(Records from a collection)
++++
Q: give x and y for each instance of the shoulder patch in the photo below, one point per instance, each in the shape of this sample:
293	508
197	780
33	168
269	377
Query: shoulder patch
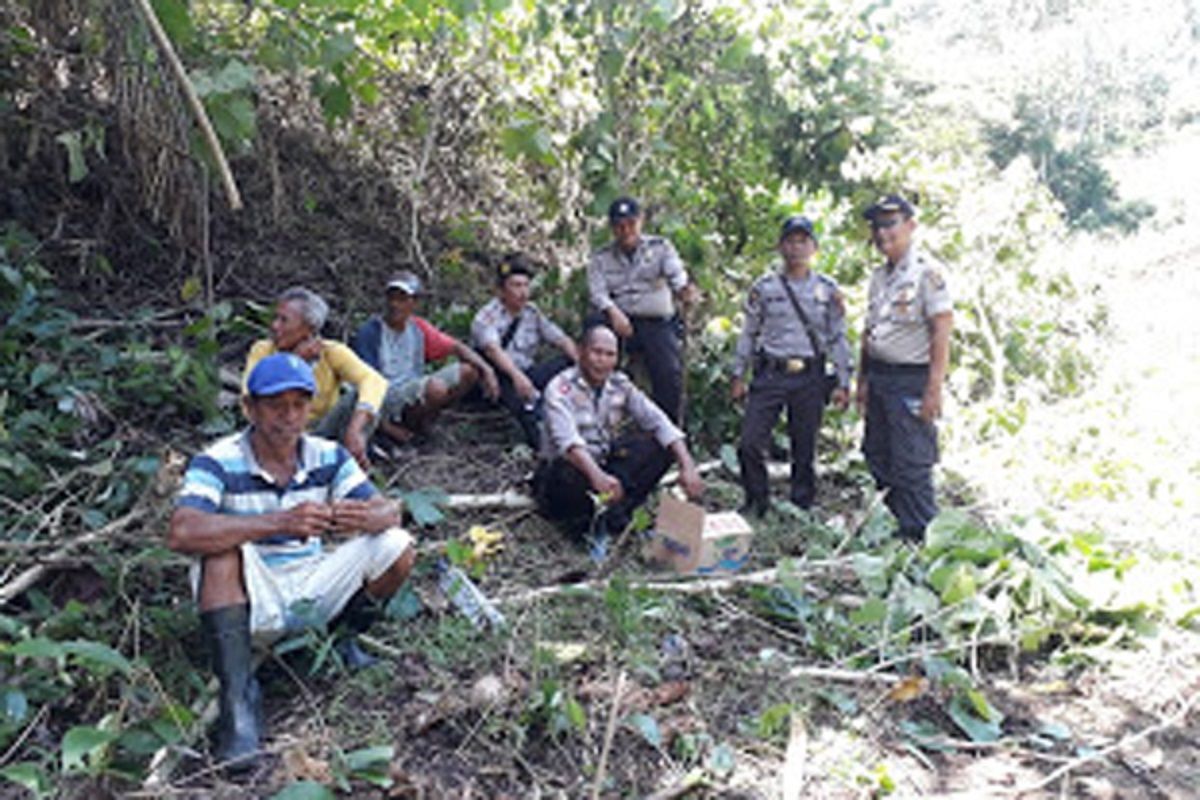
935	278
++++
◆ What this task involves: Rewrite the lines of the entries above as a numbered list, omitting blank lines and leaving out the pictures.

◆ Answer to the exercise:
1. Q: give x and y for each instance of the shoulder patch in the photo below, one point per instance, each in the shape of this sample:
2. 293	508
3. 197	780
4. 33	168
5. 269	377
6. Query: shoulder patch
7. 935	278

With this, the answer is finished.